Segmentation mask data
>>>
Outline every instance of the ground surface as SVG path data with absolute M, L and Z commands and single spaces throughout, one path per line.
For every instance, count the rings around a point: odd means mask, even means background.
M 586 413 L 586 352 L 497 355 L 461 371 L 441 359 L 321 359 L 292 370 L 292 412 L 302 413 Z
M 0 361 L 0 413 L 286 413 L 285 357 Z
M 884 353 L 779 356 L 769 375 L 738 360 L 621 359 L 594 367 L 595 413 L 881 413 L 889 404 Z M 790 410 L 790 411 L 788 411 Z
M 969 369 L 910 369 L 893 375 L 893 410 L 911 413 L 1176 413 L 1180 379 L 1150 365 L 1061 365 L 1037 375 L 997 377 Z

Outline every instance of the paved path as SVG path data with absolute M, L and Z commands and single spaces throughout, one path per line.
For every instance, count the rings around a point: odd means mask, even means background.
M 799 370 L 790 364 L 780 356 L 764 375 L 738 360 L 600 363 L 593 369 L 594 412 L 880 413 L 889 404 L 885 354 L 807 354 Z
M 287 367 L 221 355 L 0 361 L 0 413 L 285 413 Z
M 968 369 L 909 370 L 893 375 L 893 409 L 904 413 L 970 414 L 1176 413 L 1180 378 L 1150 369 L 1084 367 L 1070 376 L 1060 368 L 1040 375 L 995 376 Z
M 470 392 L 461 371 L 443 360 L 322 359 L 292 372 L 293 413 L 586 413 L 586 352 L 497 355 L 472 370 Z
<<<
→ **Assignment**
Every line above is to be duplicated exactly as shown.

→ **Written answer**
Outline every instance of the ground surface as SVG path data with absolute M, L and Z commands and single spaces throughout, one path per line.
For every instance, count the rings around a point: odd means mask, even means background.
M 586 413 L 586 352 L 497 355 L 461 371 L 441 359 L 321 359 L 292 370 L 292 412 L 302 413 Z
M 0 361 L 0 413 L 286 413 L 285 357 Z
M 884 353 L 779 356 L 769 375 L 738 360 L 621 359 L 594 367 L 595 413 L 881 413 L 889 404 Z M 790 410 L 790 411 L 788 411 Z
M 969 369 L 910 369 L 893 375 L 893 410 L 911 413 L 1176 413 L 1180 379 L 1150 365 L 1061 365 L 1037 375 L 997 377 Z

Outline every instance of the paved path as SVG path data with absolute M, L and Z commands and single spaces throughout, one path per line.
For every instance, count the rings around a point: odd means mask, even means background.
M 799 370 L 790 364 L 780 356 L 764 375 L 738 360 L 600 363 L 593 369 L 594 412 L 880 413 L 889 404 L 885 354 L 807 354 Z
M 287 367 L 221 355 L 0 361 L 0 413 L 285 413 Z
M 968 369 L 909 370 L 893 375 L 893 409 L 904 413 L 970 414 L 1176 413 L 1180 378 L 1150 369 L 1084 367 L 1070 376 L 1060 368 L 1040 375 L 995 376 Z
M 470 392 L 461 371 L 443 360 L 322 359 L 292 372 L 293 413 L 586 413 L 586 352 L 497 355 L 472 370 Z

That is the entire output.